>>>
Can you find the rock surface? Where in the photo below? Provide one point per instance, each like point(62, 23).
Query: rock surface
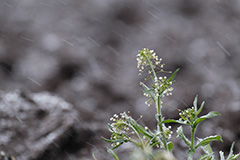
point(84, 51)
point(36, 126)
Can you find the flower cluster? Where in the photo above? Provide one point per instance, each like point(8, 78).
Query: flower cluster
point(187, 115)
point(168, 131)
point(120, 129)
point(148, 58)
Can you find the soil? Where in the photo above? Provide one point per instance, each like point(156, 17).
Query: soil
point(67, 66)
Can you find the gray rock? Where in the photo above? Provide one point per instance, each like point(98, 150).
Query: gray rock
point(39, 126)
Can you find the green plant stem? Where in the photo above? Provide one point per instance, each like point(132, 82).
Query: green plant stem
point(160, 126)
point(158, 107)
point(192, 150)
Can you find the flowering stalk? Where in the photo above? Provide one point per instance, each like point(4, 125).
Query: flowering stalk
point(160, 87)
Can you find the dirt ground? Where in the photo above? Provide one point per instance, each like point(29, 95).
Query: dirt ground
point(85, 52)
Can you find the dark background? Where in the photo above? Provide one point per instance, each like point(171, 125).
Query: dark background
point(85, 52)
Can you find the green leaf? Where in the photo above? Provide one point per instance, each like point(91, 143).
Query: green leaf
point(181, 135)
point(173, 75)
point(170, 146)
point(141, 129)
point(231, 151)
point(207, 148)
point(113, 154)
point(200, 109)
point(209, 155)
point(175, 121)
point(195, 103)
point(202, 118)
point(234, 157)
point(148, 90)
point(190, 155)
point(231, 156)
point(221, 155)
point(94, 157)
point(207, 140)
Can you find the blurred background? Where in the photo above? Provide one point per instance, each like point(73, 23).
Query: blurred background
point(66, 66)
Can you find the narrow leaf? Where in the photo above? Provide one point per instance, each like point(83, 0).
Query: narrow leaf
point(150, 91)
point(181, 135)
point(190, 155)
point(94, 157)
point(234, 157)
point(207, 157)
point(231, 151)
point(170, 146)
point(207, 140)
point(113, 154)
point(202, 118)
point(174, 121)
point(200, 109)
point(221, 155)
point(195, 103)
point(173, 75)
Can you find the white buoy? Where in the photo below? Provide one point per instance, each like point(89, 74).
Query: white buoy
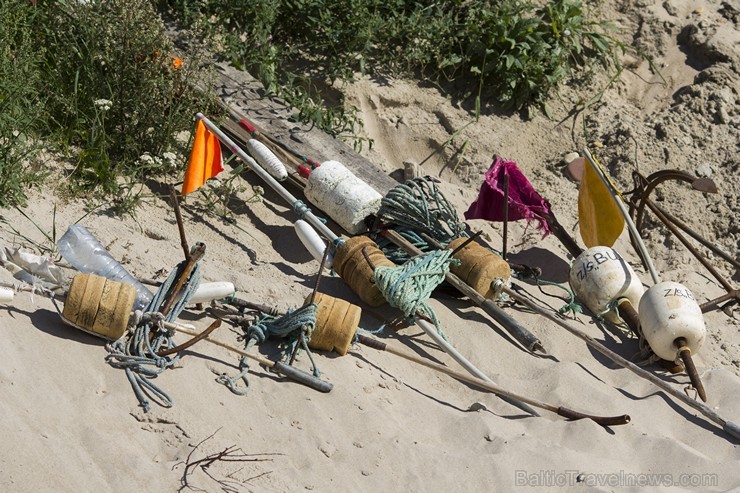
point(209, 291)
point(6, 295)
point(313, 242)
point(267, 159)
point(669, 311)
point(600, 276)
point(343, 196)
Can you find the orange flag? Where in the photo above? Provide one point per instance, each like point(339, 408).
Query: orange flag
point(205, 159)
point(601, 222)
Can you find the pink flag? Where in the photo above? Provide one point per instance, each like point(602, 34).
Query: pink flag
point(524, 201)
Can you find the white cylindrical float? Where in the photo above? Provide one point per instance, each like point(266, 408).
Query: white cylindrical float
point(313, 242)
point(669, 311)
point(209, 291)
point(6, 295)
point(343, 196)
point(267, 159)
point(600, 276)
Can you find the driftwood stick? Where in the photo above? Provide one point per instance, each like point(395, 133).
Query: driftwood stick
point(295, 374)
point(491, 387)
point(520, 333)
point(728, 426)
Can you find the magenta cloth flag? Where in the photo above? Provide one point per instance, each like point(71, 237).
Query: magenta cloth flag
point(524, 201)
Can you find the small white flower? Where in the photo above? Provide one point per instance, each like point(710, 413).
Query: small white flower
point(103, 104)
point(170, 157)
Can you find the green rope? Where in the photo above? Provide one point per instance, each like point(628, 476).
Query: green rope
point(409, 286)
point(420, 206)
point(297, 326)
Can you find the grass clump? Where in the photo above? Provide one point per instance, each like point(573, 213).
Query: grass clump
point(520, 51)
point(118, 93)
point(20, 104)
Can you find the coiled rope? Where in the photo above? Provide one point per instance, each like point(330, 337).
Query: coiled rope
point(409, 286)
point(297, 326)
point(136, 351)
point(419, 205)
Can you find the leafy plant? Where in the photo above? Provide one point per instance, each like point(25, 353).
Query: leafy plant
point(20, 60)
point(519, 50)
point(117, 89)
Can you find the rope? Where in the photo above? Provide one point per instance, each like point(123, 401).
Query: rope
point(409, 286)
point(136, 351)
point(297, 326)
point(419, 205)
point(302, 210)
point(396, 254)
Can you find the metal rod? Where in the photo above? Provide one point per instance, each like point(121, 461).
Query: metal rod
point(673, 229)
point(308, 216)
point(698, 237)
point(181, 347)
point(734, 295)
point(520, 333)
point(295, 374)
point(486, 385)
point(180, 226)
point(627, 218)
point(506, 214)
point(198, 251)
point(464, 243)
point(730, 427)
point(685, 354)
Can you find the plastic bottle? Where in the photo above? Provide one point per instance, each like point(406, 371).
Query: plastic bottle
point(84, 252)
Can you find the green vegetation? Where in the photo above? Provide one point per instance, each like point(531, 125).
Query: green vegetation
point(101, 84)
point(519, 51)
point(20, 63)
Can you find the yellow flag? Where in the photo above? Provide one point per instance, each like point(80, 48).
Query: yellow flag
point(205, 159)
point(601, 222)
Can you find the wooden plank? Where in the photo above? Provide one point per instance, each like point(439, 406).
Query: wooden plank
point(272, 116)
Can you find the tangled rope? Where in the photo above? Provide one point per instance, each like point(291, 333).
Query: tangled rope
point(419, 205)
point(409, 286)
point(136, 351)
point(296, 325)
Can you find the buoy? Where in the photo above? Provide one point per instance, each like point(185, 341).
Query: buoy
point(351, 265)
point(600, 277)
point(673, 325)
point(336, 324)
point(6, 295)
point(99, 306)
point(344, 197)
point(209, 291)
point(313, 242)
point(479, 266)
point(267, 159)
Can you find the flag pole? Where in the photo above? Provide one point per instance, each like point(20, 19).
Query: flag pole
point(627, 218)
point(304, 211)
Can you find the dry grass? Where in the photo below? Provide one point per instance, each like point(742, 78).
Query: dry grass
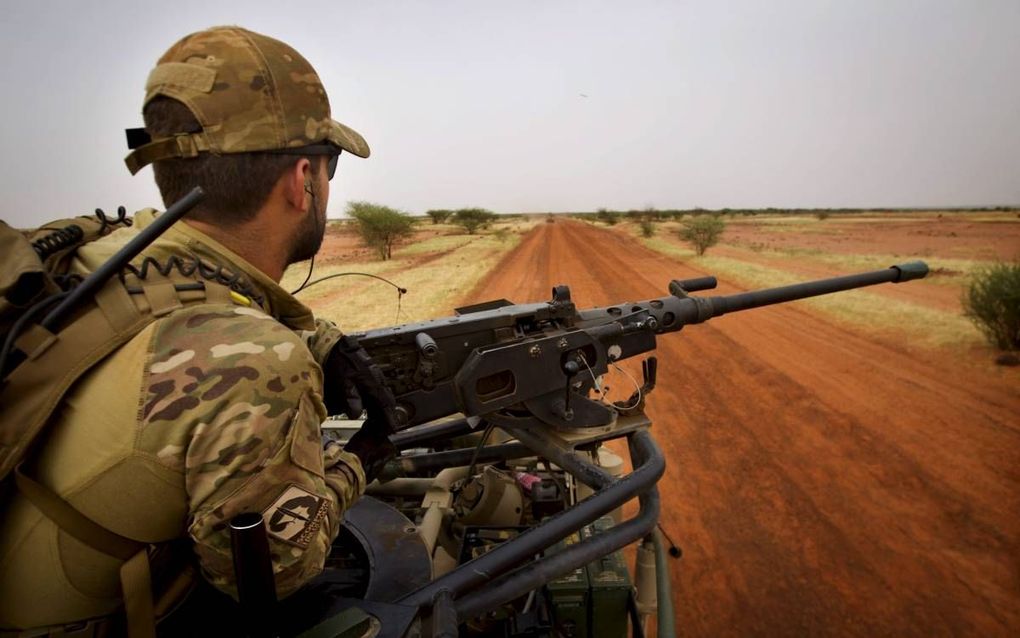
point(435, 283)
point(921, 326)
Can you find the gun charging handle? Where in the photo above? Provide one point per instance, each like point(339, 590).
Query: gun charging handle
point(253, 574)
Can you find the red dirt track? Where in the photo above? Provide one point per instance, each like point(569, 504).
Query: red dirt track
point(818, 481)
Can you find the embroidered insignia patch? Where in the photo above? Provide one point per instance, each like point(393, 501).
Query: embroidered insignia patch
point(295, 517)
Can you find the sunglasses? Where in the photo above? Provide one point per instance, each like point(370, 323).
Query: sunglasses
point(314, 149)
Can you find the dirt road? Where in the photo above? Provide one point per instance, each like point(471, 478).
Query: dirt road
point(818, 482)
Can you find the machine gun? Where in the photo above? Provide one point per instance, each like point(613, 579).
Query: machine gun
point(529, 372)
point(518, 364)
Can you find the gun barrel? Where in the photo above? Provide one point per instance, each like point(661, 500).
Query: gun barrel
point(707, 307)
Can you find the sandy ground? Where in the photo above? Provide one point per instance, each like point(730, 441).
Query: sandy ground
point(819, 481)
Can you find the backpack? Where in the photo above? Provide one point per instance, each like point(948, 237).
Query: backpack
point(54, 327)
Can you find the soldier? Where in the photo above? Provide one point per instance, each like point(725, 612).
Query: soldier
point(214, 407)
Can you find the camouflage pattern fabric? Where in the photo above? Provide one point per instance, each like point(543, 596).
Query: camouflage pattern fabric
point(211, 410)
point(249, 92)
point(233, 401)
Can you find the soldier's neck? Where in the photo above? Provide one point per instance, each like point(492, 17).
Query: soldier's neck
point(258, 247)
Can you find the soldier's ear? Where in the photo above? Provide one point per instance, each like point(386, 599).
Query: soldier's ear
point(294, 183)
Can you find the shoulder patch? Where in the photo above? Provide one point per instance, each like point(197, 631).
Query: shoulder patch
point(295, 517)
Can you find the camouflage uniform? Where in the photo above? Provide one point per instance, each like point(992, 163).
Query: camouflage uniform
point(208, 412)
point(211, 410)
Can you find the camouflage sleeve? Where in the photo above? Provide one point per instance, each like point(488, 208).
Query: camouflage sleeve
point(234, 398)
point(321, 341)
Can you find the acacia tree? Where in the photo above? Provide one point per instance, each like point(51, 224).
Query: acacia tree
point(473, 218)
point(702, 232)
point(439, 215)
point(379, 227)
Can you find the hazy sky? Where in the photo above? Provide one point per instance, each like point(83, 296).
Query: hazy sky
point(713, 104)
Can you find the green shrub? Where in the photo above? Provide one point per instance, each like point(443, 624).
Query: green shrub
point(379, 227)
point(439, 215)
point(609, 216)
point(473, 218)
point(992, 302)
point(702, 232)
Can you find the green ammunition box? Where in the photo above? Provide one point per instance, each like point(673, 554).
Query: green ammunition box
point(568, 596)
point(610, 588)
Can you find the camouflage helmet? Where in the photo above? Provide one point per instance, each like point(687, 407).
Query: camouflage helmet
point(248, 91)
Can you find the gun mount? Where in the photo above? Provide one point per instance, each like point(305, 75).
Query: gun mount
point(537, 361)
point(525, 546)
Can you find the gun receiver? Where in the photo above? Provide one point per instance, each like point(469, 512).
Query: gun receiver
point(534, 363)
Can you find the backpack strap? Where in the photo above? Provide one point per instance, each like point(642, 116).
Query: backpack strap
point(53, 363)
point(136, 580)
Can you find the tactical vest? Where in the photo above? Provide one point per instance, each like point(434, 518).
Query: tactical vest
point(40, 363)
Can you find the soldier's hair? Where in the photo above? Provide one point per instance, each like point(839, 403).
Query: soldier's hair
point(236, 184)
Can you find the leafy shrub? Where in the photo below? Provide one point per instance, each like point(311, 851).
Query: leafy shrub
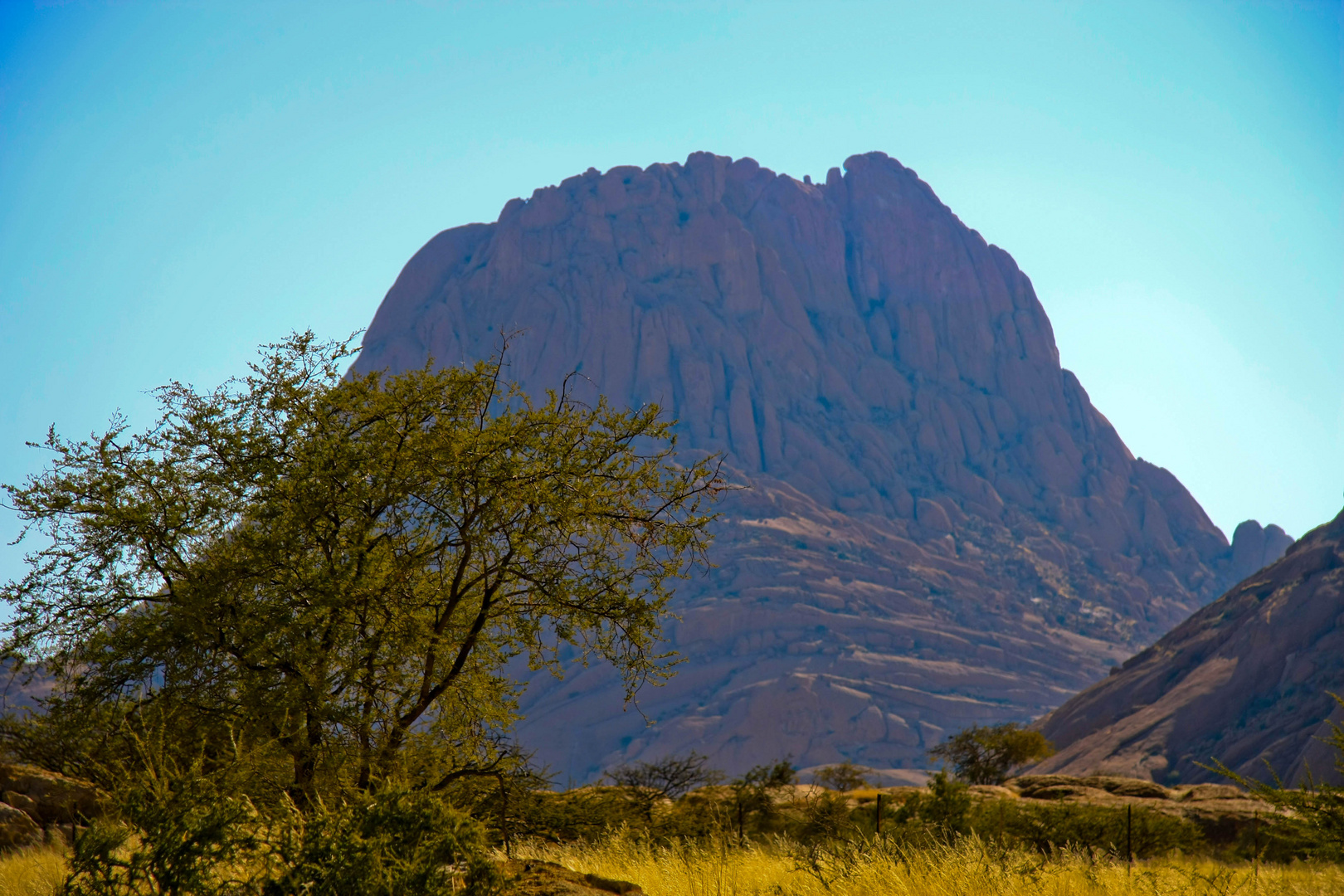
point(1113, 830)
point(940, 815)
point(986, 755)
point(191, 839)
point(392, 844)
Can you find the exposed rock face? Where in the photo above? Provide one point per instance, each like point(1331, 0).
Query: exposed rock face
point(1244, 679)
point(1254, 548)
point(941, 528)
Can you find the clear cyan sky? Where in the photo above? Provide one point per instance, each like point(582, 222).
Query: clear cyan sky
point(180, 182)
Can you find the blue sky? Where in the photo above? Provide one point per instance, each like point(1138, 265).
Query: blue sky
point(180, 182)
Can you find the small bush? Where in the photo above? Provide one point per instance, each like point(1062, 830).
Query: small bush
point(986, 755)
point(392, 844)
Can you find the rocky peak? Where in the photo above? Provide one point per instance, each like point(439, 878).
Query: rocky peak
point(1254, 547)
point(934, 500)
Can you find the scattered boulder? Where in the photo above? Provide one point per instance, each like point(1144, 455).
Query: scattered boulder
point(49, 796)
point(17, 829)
<<<
Task requirements
Format the material from the line containing "Can you find the embroidered" through the line containing "point(233, 401)" as a two-column CSV headed input and output. Give one row per answer, with the text preceding that answer under input and the answer under output, each in a single quoted field with line breaks replaced by spaces.

Full answer
input,output
"Can you find the embroidered insignia patch? Where in the photo above? Provide one point per instance, each like point(393, 501). Query: embroidered insignia patch","point(295, 517)"
"Can you find the sunglasses? Where in the photo above? Provide one point per instance, each like point(370, 323). Query: sunglasses","point(314, 149)"
"Can you find the dirt road? Where in the photo above? Provide one point per instance, each like point(471, 478). Query: dirt road","point(818, 482)"
"Can you find the machine gun? Where in the photo above? Provide one point per instance, each like point(613, 579). Query: machine gun","point(529, 372) point(518, 364)"
"Can you find the gun barrel? Where in the photo above? Provide one point per instance, each like point(661, 500). Query: gun barrel","point(707, 307)"
"Can you find the sandy ground? Where in the photo above? Provide one point per instance, each like point(730, 441). Query: sandy ground","point(819, 481)"
"Can you find the backpack? Where in the photo above? Provide one point per instance, each like point(948, 237). Query: backpack","point(54, 327)"
"Can you find the soldier? Where in the photo above? Provide one point per instance, each like point(725, 612). Query: soldier","point(214, 407)"
"Can you find the camouflage pattern fabric? Where in the photo above? Provide one point per instance, each like point(543, 596). Query: camouflage pattern fabric","point(211, 410) point(249, 92) point(233, 401)"